Location labeling records
# # # #

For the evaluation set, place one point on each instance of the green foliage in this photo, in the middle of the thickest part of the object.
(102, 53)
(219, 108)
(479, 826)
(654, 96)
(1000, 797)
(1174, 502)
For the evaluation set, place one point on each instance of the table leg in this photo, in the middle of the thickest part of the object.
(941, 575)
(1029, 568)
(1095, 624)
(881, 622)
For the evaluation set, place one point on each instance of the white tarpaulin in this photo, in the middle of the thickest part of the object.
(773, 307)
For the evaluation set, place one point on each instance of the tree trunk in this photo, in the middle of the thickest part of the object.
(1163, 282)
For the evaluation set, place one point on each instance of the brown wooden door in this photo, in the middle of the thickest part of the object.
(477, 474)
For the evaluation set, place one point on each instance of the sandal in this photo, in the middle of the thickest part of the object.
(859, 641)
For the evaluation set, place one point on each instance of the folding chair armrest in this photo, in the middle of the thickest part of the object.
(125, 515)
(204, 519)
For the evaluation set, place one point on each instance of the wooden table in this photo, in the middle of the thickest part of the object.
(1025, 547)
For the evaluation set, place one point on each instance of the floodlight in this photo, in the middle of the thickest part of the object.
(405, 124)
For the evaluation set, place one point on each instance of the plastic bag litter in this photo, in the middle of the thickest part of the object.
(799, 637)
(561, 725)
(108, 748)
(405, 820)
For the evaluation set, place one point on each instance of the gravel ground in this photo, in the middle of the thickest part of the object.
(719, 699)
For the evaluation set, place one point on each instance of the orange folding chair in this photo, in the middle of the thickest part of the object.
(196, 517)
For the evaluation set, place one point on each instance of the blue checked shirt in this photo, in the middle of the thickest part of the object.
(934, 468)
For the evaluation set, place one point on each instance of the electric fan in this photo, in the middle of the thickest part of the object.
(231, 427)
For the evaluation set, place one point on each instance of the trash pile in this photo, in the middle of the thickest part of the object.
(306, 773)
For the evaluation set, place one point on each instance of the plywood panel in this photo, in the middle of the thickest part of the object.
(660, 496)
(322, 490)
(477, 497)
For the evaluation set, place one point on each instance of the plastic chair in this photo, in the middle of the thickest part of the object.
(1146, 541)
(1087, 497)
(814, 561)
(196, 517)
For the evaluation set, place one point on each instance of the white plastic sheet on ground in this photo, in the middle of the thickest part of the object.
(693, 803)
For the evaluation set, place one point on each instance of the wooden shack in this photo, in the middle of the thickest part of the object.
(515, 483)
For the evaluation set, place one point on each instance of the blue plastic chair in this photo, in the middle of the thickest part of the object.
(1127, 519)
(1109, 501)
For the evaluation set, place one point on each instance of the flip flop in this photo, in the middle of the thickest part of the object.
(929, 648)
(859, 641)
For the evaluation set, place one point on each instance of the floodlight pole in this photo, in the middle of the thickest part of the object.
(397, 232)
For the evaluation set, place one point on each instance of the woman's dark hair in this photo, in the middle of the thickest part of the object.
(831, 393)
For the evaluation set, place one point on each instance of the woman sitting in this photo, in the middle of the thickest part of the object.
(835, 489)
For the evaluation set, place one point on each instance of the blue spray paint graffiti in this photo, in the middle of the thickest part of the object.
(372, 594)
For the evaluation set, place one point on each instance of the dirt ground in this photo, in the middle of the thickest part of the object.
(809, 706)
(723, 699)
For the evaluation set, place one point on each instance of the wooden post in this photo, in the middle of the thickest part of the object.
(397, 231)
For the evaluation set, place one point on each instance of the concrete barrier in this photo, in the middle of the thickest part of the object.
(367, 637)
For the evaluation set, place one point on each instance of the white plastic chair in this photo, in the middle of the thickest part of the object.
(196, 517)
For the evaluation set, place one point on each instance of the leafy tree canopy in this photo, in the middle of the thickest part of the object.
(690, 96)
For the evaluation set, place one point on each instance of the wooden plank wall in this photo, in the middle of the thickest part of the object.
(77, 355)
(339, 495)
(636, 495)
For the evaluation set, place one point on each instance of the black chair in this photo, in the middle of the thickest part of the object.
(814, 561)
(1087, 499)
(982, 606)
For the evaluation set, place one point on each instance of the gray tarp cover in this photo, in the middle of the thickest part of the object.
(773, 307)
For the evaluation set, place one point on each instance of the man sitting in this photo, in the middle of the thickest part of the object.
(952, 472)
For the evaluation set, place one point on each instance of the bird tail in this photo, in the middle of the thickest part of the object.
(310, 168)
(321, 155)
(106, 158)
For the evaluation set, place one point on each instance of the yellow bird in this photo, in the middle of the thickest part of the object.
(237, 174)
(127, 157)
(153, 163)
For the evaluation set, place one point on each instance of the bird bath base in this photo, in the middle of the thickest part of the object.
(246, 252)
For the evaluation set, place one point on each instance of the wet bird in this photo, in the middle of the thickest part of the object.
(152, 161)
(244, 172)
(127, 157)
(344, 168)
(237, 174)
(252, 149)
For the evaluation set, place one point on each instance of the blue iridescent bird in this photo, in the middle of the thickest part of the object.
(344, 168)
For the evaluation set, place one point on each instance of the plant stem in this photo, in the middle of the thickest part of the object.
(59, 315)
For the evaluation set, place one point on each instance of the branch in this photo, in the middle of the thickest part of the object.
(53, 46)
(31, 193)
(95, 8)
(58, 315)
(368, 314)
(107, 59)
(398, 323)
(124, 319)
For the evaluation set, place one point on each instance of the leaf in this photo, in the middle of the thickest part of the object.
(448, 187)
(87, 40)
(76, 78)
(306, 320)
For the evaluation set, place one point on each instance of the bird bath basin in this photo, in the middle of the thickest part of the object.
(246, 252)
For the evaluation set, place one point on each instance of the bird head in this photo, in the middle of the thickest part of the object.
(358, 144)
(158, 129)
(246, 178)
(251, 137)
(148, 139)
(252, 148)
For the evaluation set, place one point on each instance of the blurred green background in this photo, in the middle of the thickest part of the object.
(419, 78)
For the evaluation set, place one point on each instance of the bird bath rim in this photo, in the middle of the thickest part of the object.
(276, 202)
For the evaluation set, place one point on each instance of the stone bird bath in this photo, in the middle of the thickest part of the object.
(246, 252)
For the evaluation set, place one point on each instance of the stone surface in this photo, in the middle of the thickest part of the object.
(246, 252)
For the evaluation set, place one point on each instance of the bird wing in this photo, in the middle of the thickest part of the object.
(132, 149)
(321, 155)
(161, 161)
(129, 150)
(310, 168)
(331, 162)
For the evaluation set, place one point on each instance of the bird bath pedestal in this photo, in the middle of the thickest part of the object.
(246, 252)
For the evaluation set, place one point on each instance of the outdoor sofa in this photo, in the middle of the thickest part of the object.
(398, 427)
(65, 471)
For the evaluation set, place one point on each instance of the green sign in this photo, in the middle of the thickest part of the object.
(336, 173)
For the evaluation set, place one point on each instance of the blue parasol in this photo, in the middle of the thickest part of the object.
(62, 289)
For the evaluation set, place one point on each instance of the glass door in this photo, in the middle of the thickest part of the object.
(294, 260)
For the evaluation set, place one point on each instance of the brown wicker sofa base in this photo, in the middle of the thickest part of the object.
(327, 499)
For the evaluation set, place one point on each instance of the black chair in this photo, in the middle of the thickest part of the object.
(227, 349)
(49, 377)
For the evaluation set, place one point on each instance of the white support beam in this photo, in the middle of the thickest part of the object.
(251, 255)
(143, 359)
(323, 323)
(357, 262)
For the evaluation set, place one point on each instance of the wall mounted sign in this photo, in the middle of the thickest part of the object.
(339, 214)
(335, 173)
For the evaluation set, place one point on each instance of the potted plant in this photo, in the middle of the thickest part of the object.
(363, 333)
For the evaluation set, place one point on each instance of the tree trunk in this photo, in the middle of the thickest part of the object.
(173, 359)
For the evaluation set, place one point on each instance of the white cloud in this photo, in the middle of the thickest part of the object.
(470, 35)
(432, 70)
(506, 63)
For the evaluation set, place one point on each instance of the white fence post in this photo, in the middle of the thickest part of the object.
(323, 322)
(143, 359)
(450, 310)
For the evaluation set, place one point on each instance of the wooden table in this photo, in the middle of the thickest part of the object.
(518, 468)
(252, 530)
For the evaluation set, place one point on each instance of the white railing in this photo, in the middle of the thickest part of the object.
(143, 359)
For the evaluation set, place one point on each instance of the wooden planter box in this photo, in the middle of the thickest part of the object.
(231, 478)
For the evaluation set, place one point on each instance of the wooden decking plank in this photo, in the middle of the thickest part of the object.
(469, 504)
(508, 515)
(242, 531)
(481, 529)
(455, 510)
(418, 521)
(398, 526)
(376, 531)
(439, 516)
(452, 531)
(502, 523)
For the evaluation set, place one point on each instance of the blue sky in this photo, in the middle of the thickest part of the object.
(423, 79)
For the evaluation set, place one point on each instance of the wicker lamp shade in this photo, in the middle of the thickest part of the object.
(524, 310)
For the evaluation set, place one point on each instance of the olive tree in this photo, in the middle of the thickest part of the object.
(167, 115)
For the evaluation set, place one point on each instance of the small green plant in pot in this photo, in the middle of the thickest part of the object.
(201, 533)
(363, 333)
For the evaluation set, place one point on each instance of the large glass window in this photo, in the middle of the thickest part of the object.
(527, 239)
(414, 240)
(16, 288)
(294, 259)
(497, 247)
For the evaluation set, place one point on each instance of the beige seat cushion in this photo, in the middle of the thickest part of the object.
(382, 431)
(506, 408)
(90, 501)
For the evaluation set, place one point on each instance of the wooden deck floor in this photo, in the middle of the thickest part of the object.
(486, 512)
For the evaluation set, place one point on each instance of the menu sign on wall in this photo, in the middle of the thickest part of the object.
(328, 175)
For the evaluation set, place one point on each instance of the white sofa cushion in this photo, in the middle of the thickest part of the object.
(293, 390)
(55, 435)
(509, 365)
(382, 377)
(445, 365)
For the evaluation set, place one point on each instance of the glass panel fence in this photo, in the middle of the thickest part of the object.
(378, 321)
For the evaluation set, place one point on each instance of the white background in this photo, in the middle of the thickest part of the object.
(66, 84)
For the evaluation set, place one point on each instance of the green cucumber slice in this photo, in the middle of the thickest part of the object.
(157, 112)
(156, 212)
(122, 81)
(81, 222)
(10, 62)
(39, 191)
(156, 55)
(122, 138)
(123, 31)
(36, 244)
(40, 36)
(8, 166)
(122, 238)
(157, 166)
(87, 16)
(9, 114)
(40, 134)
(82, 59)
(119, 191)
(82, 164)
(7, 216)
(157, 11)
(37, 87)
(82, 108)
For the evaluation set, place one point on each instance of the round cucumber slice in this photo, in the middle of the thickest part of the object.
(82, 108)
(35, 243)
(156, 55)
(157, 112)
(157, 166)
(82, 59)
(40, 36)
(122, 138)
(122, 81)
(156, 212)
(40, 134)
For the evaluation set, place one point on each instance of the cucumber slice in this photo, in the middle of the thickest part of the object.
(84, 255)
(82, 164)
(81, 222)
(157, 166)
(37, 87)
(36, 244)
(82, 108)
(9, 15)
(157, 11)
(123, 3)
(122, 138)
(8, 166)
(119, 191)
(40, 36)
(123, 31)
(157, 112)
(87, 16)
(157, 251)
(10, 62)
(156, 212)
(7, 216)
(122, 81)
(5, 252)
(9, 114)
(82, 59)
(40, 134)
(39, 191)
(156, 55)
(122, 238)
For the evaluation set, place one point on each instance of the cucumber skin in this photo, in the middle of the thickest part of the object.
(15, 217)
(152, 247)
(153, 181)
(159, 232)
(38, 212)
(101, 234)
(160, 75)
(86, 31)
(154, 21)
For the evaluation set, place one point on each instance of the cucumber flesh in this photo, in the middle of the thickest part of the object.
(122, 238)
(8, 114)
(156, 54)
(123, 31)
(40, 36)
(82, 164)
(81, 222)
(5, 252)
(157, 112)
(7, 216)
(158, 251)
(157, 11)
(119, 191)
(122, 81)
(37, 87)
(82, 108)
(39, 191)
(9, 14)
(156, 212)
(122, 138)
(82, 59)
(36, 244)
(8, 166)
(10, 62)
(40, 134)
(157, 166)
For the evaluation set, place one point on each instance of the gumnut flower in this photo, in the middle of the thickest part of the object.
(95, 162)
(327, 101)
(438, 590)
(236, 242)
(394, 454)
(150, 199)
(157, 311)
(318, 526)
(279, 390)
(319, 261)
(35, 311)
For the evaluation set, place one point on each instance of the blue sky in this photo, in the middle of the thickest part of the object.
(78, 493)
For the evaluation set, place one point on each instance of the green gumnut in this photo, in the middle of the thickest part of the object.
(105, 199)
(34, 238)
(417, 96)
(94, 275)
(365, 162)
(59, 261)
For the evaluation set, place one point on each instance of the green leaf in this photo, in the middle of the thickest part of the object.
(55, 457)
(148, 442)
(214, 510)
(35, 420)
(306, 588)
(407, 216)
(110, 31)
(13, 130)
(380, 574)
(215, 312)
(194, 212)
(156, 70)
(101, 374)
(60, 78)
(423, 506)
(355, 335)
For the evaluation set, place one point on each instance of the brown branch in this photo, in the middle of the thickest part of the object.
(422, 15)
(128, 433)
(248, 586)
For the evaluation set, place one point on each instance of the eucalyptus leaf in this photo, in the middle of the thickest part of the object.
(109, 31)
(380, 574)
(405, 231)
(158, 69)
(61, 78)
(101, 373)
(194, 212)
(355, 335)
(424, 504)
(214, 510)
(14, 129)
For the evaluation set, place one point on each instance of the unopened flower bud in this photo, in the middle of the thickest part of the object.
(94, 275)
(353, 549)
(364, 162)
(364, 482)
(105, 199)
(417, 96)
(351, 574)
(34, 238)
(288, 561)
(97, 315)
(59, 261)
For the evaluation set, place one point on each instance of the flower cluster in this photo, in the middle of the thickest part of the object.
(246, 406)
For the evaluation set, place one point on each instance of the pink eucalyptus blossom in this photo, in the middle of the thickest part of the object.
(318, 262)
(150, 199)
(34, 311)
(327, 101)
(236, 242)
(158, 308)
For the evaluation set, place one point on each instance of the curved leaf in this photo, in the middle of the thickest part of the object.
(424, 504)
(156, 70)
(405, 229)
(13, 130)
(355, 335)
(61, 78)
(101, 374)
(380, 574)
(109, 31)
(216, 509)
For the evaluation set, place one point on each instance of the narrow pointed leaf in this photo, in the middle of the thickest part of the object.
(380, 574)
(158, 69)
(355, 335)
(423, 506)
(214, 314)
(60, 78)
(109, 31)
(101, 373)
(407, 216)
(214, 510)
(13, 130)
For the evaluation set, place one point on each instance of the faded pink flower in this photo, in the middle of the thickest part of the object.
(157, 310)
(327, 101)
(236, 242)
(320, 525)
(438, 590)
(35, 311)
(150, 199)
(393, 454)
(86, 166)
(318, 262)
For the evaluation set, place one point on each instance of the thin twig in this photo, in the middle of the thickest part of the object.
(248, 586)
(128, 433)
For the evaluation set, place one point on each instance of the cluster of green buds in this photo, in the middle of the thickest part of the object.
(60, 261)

# # # #

### WORK REQUIRED
Give back exactly the lines from the line containing "of the faded" to the end of the entries, and no other lines.

### RESULT OF THIS TASK
For the evaluation set, place one point on each instance of the faded pink flower in this photo, in the middle of the thickest part of the object.
(157, 310)
(327, 101)
(236, 242)
(320, 525)
(438, 590)
(35, 311)
(150, 199)
(393, 454)
(86, 166)
(318, 262)
For the evaluation set, place one point on each instance of the thin twig in this photo, in the middle of the thickest part of the object.
(248, 586)
(128, 433)
For the evaluation set, place one point on each instance of the cluster of green buds in this photo, in the middle of the thickest part of the object.
(60, 261)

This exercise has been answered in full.